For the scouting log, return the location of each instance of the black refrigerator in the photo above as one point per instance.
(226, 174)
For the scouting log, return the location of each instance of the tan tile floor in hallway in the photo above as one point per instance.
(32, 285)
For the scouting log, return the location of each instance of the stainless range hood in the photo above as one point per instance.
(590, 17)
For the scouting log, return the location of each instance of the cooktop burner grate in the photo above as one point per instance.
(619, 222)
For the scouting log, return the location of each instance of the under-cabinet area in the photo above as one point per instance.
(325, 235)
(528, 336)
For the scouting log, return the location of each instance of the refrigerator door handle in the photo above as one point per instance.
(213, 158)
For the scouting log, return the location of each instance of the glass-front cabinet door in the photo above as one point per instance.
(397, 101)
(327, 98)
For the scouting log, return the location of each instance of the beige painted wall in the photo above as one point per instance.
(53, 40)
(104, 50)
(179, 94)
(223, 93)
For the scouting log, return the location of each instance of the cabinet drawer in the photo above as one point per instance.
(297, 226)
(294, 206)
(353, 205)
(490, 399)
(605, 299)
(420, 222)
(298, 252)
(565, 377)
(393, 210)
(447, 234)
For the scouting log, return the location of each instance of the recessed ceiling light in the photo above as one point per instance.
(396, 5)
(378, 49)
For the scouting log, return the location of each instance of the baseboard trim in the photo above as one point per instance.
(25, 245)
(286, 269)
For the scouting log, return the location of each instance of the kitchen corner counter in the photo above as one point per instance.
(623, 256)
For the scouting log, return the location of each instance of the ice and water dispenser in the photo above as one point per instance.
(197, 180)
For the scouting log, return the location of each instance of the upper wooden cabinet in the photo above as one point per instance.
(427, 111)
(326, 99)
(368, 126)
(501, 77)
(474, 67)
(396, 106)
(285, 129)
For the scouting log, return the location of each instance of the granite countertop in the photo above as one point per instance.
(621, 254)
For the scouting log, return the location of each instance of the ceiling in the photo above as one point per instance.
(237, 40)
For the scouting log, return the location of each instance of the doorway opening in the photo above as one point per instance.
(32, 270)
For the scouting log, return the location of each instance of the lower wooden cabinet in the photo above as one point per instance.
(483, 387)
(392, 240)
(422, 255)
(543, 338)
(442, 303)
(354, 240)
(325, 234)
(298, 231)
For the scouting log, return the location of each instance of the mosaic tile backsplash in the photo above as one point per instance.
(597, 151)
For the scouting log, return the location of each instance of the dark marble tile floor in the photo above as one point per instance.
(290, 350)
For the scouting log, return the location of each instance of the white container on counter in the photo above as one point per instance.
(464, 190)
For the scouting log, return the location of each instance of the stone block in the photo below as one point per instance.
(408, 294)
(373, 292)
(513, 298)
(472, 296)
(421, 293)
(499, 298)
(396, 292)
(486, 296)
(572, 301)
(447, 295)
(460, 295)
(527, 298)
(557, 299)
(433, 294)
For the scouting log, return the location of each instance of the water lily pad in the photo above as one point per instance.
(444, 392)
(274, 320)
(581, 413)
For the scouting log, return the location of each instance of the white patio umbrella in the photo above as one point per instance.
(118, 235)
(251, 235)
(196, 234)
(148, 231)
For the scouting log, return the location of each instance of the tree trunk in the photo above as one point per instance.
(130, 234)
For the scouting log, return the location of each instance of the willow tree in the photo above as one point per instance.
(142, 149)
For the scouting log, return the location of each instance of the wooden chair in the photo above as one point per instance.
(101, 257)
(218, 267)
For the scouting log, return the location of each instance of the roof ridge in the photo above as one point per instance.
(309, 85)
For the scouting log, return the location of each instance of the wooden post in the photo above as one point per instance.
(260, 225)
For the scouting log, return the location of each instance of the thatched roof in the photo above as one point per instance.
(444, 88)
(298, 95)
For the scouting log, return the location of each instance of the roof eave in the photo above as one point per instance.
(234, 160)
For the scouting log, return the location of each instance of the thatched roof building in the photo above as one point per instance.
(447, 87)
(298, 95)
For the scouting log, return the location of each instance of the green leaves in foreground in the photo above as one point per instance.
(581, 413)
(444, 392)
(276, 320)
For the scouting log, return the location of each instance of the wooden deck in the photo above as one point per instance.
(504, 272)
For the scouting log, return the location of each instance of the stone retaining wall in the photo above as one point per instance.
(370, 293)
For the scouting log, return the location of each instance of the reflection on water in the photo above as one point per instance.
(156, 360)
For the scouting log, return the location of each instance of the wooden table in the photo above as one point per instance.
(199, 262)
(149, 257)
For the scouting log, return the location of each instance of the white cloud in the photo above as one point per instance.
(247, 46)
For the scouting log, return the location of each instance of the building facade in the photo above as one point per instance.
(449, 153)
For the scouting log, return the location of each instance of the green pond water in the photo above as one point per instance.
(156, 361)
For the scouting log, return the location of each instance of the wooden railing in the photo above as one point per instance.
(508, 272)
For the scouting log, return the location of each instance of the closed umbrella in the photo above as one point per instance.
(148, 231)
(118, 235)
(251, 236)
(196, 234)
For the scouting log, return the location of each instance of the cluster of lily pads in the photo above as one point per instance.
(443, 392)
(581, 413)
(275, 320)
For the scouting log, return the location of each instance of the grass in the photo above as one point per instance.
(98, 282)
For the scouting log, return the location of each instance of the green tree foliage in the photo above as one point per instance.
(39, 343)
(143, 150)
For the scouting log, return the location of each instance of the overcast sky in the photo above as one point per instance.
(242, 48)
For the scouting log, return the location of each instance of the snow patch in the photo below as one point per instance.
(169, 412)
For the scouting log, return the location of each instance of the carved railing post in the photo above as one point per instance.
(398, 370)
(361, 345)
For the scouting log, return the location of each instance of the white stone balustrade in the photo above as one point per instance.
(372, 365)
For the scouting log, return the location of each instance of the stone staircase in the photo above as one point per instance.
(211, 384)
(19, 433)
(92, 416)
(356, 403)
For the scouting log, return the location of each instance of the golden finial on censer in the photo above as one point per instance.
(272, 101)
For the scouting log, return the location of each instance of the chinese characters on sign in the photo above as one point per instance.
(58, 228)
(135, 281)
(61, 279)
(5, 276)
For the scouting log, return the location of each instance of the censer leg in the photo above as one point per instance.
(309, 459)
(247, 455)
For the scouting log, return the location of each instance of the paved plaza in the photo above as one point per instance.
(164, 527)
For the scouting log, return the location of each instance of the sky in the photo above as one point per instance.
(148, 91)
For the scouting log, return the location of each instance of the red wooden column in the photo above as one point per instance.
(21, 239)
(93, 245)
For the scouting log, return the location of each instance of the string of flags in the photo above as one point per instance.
........
DIRECTIONS: Write out every line of the material again, exactly as it reads.

TASK ANSWER:
For the scouting log, return the location of each instance of the black refrigerator in the photo above as one point per instance.
(226, 174)
For the scouting log, return the location of each instance of the tan tile floor in hallway in the photo above as one point per instance.
(32, 285)
For the scouting log, return the location of each instance of the stainless range hood in the photo above as one point per instance.
(590, 17)
For the scouting log, return the location of each instance of the cooktop burner grate in the photo above as one point per instance.
(619, 222)
For the scouting log, return the location of each instance of the under-cabinet area in the photo above as one point per instance.
(325, 235)
(528, 336)
For the scouting log, return the location of each instance of the refrigerator door handle in the photo above as one point per instance.
(213, 158)
For the scouting log, return the location of each instance of the glass-front cabinet door in the photo above as one point per instance.
(397, 101)
(327, 98)
For the scouting log, return the location of each instance of the beige painted wall in the photo above as one point per instance.
(53, 40)
(104, 50)
(179, 94)
(223, 93)
For the scouting log, return the location of each instance of the cabinet drawer in the photo above as one point per instance.
(297, 226)
(294, 206)
(353, 205)
(490, 399)
(605, 299)
(420, 222)
(298, 252)
(565, 377)
(393, 210)
(447, 234)
For the scouting log, return the location of each instance of the recessed ceiling light in the photo above as one point per instance.
(396, 5)
(378, 49)
For the scouting log, return the location of each instance of the baseboard trim in the photo above as one point per instance.
(25, 245)
(286, 269)
For the scouting log, return the location of each instance of the kitchen corner counter in the photo above as one point per instance.
(623, 256)
For the scouting log, return the location of each instance of the ice and water dispenser in the photo above as one point per instance.
(197, 180)
For the scouting log, return the location of each instance of the upper wooden cabinet in the photo above as one point per instance.
(427, 111)
(326, 99)
(368, 126)
(501, 77)
(474, 67)
(396, 106)
(285, 129)
For the scouting log, return the location of each instance of the granite countertop in the photo above as one point per instance.
(621, 254)
For the scouting log, return the location of each instance of the ceiling in the photo above as one point per instance.
(237, 40)
For the scouting log, return the location of each instance of the doorway opening in the photo above as one point per instance.
(32, 270)
For the scouting log, return the location of each instance of the lower wooden cabinet in the photo above as one point per instance.
(483, 387)
(392, 240)
(422, 255)
(543, 338)
(442, 303)
(354, 240)
(325, 234)
(298, 231)
For the scouting log, return the location of each instance of the mosaic tile backsplash in the photo above as one point per instance.
(597, 151)
For the scouting log, return the location of each instance of the dark marble tile floor in the photo above as one point per instance.
(290, 350)
For the scouting log, return the location of each instance of the white container on counter in the photo above as one point per instance.
(464, 190)
For the scouting log, return the location of each instance of the stone block in the photo below as one point per instance.
(408, 294)
(373, 292)
(513, 298)
(472, 296)
(421, 293)
(499, 298)
(396, 292)
(486, 296)
(572, 301)
(447, 295)
(460, 295)
(527, 298)
(557, 299)
(433, 294)
For the scouting log, return the location of each instance of the water lily pad in the photo above as one point per instance.
(444, 392)
(274, 320)
(581, 413)
For the scouting log, return the location of each instance of the white patio umbrella in the photo above as one point per instance.
(118, 235)
(251, 235)
(196, 234)
(148, 231)
For the scouting log, return the location of each instance of the tree trunk in the photo above as one point per instance.
(130, 234)
For the scouting log, return the location of each instance of the willow tree in the photo above as one point per instance.
(142, 149)
For the scouting log, return the location of each instance of the wooden chair in the photo above as one point per instance.
(101, 257)
(218, 267)
For the scouting log, return the location of each instance of the roof ridge in the photo above as one point per instance.
(309, 85)
For the scouting log, return the location of each instance of the wooden post in the photo above as one point per instance.
(260, 225)
For the scouting log, return the location of each instance of the thatched roof in the photo above as one point per instance.
(444, 88)
(298, 95)
For the scouting log, return the location of each instance of the roof eave in the photo above as one point per instance.
(234, 160)
For the scouting log, return the location of each instance of the thatched roof building in the photo above as one point per instance.
(447, 87)
(298, 95)
For the scouting log, return the location of each instance of the green leaves in foreground in the photo above as one point per instance.
(581, 413)
(444, 392)
(276, 320)
For the scouting log, return the location of each instance of the wooden deck in the photo above as one point per instance.
(504, 272)
For the scouting log, return the location of each instance of the stone retaining wall in the photo above as one point per instance.
(370, 293)
For the scouting log, return the location of each instance of the reflection on water in the photo above as one point per instance.
(156, 360)
For the scouting log, return the location of each instance of the wooden table in the photo above as one point per instance.
(199, 262)
(149, 257)
For the scouting log, return the location of each instance of the white cloud in the photo above as one point per instance.
(247, 46)
For the scouting log, return the location of each instance of the building facade in the photo above as one point per instance.
(449, 153)
For the scouting log, return the location of each instance of the green pond water in the photo above as one point per instance.
(156, 361)
For the scouting log, return the location of each instance of the wooden railing in the photo above as one point per instance.
(508, 272)
For the scouting log, return the location of each instance of the closed umbrella in the photo above as one point per instance.
(148, 231)
(118, 235)
(251, 236)
(196, 234)
For the scouting log, return the location of each instance of the cluster of lily pads in the photo above as one point per instance.
(443, 392)
(581, 413)
(275, 320)
For the scouting log, return the location of each instance of the grass in the photo above as one point per instance.
(98, 282)
For the scouting log, return the location of each instance of the green tree foliage in the photo above as one point per instance.
(39, 343)
(143, 150)
For the scouting log, return the location of each instance of the overcast sky in the photo above as one point per instance.
(242, 48)
For the scouting log, return the location of each instance of the snow patch in the photo below as one point per instance.
(169, 412)
For the scouting log, return the location of each instance of the carved railing post in the photo above as one point per instance.
(398, 370)
(361, 345)
For the scouting log, return the location of each instance of the white stone balustrade in the photo above as one point per instance.
(372, 365)
For the scouting log, return the location of each instance of the stone staircase in the photo above as one point per instance.
(211, 384)
(19, 433)
(92, 416)
(356, 403)
For the scouting log, return the location of each instance of the golden finial on censer in the photo above as one point per instance.
(272, 101)
For the scouting log, return the location of each instance of the chinese characters on sign in the photo above as one point per instance.
(58, 228)
(135, 281)
(61, 279)
(5, 276)
For the scouting log, return the location of each instance of the censer leg in the photo above as one point per instance.
(309, 459)
(247, 455)
For the scouting log, return the location of each instance of the paved plaza in the photo above as one point per instance.
(164, 527)
For the scouting log, return the location of each instance of the sky in the photo above as one point per instance.
(148, 91)
For the scouting log, return the location of each instance of the red wooden column in the photo above as one point per instance.
(21, 239)
(93, 245)
For the scouting log, return the location of each instance of the string of flags in the photo above as one point per instance.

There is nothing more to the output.